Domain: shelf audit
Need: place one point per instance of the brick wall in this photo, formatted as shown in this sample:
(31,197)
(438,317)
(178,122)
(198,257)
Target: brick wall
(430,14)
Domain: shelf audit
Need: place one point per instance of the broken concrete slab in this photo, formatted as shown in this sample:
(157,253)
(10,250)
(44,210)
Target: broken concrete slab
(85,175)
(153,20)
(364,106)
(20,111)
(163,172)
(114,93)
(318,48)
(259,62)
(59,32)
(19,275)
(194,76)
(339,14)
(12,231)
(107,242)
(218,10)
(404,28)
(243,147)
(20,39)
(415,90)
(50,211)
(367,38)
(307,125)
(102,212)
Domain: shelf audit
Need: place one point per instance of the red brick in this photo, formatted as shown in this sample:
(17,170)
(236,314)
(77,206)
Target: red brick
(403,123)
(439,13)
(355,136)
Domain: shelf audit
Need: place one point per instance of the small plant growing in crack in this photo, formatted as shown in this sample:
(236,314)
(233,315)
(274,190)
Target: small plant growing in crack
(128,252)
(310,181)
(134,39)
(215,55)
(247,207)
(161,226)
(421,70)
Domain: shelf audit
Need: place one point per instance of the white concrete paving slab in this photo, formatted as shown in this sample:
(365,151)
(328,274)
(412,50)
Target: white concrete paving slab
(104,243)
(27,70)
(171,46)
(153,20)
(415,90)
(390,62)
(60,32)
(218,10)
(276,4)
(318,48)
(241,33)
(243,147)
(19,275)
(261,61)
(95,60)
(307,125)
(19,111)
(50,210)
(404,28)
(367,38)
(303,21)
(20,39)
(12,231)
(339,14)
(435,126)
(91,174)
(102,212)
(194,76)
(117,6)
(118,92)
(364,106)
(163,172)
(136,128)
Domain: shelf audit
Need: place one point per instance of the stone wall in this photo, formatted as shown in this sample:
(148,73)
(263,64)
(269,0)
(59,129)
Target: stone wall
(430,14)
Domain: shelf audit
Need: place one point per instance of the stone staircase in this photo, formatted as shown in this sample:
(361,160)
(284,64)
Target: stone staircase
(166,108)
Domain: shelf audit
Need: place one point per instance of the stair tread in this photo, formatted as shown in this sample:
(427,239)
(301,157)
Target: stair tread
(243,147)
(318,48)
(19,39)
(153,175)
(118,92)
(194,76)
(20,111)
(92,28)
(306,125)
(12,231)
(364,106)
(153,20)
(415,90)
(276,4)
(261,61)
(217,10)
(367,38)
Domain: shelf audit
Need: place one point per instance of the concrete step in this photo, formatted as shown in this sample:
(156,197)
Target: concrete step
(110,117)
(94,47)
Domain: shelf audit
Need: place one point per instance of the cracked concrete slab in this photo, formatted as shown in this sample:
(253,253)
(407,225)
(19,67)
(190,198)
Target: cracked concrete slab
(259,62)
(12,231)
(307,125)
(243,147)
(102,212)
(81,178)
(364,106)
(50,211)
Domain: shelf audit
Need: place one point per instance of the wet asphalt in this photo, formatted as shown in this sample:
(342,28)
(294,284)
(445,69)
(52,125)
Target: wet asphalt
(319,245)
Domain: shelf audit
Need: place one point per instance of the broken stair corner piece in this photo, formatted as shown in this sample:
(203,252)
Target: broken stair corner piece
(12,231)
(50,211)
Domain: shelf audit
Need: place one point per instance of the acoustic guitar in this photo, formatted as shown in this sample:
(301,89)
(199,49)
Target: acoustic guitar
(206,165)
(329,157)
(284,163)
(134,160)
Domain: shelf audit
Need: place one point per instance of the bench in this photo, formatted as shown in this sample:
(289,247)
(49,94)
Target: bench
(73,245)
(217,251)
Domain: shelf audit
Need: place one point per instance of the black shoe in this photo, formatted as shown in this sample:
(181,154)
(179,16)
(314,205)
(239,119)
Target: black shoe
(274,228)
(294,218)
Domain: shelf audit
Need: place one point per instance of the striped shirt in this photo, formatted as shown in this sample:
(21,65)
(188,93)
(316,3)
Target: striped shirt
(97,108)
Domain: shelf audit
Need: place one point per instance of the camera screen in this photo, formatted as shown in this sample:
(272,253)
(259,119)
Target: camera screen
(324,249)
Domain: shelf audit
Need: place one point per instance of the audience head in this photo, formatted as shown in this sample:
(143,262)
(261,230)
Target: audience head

##############################

GOAL OF THE EXERCISE: Exactly reproduce the material above.

EXERCISE OUTPUT:
Domain: shelf audit
Need: place one point per instance of the brick wall in this photo, formatted as shown in this sample:
(31,197)
(438,317)
(178,122)
(198,257)
Target: brick wall
(430,14)
Domain: shelf audit
Need: place one point per instance of the broken concrete slab in this photo, formatted as shown in this sample:
(157,253)
(10,250)
(44,210)
Target: broken concrete slab
(85,175)
(153,20)
(364,106)
(20,111)
(163,172)
(114,93)
(318,48)
(259,62)
(59,32)
(19,275)
(194,76)
(339,14)
(12,231)
(107,242)
(218,10)
(404,28)
(243,147)
(20,39)
(415,90)
(50,211)
(367,38)
(307,125)
(102,212)
Domain: shelf audit
Need: place one point per instance of the red brick in this photo, formatted as shown in this sample:
(17,170)
(236,314)
(77,206)
Target: red brick
(403,123)
(439,13)
(355,136)
Domain: shelf audit
Need: place one point per instance of the small plant growing in crack in this photo, formatted as shown in this sample:
(236,314)
(233,315)
(274,190)
Target: small plant growing in crack
(128,252)
(310,181)
(134,39)
(215,55)
(247,207)
(161,226)
(421,70)
Domain: shelf audit
Need: place one point per instance of the white concrete paving slab in this photo, formatted as shown in this sample:
(365,151)
(328,274)
(412,50)
Target: white concrete paving slab
(104,243)
(27,70)
(171,46)
(153,20)
(415,90)
(390,62)
(60,32)
(218,10)
(276,4)
(318,48)
(241,33)
(243,147)
(19,275)
(261,61)
(95,60)
(307,125)
(19,111)
(50,210)
(404,28)
(367,38)
(303,21)
(20,39)
(12,231)
(339,14)
(435,126)
(91,174)
(102,212)
(194,76)
(117,6)
(118,92)
(364,106)
(163,172)
(136,128)
Domain: shelf audit
Need: place one point per instance of the stone wall in this photo, formatted as shown in this sample:
(148,73)
(263,64)
(269,0)
(59,129)
Target: stone wall
(430,14)
Domain: shelf audit
Need: place one point per instance of the stone staircase in this photo, formatted as shown in this sample:
(361,160)
(284,64)
Target: stone staircase
(166,108)
Domain: shelf audit
Need: place one point per instance of the stair tread in this photo, formatted as shown in this sample:
(427,239)
(301,157)
Target: stair tread
(243,147)
(318,48)
(19,39)
(153,175)
(118,92)
(194,76)
(20,111)
(92,28)
(306,125)
(12,231)
(364,106)
(153,20)
(415,90)
(276,4)
(261,61)
(217,10)
(367,38)
Domain: shelf audit
Need: place one point per instance of the concrete step in this photo, formatted as shown in this sample:
(156,197)
Target: concrete step
(110,117)
(94,47)
Domain: shelf audit
Need: place one point per instance of the cracked concrete slab in this photo, formatted as shown in this sample:
(253,253)
(407,225)
(19,67)
(190,198)
Target: cracked concrete slab
(259,62)
(12,231)
(307,125)
(243,147)
(102,212)
(81,178)
(364,106)
(50,211)
Domain: shelf audit
Need: place one point per instance of the wet asphalt in this photo, formatted as shown in this sample:
(342,28)
(294,284)
(445,69)
(52,125)
Target: wet asphalt
(319,245)
Domain: shelf audit
Need: place one point per instance of the broken stair corner piece in this photo, formatted as shown in this sample:
(203,252)
Target: broken stair corner piece
(12,231)
(50,211)
Domain: shelf audit
Need: place one point per instance of the acoustic guitar in this photo, formatted as shown in this sample:
(301,89)
(199,49)
Target: acoustic guitar
(206,165)
(329,157)
(284,163)
(134,160)
Domain: shelf audit
Need: place one point per instance of the bench in this photo, formatted as shown in this sample:
(289,247)
(49,94)
Target: bench
(73,245)
(217,251)
Domain: shelf audit
Need: place one point per instance of the black shoe in this photo, formatted as shown in this sample:
(181,154)
(179,16)
(314,205)
(239,119)
Target: black shoe
(274,228)
(294,218)
Domain: shelf audit
Need: place one point per instance of the striped shirt in this photo, formatted as shown in this sample:
(21,65)
(188,93)
(316,3)
Target: striped shirt
(97,108)
Domain: shelf audit
Need: place one point per instance of the camera screen in this photo, formatted as shown in this sample:
(272,253)
(259,119)
Target: camera screen
(324,249)
Domain: shelf audit
Need: place one point per instance of the audience head in this photo, formatted as shown in this sample:
(143,262)
(261,230)
Target: audience head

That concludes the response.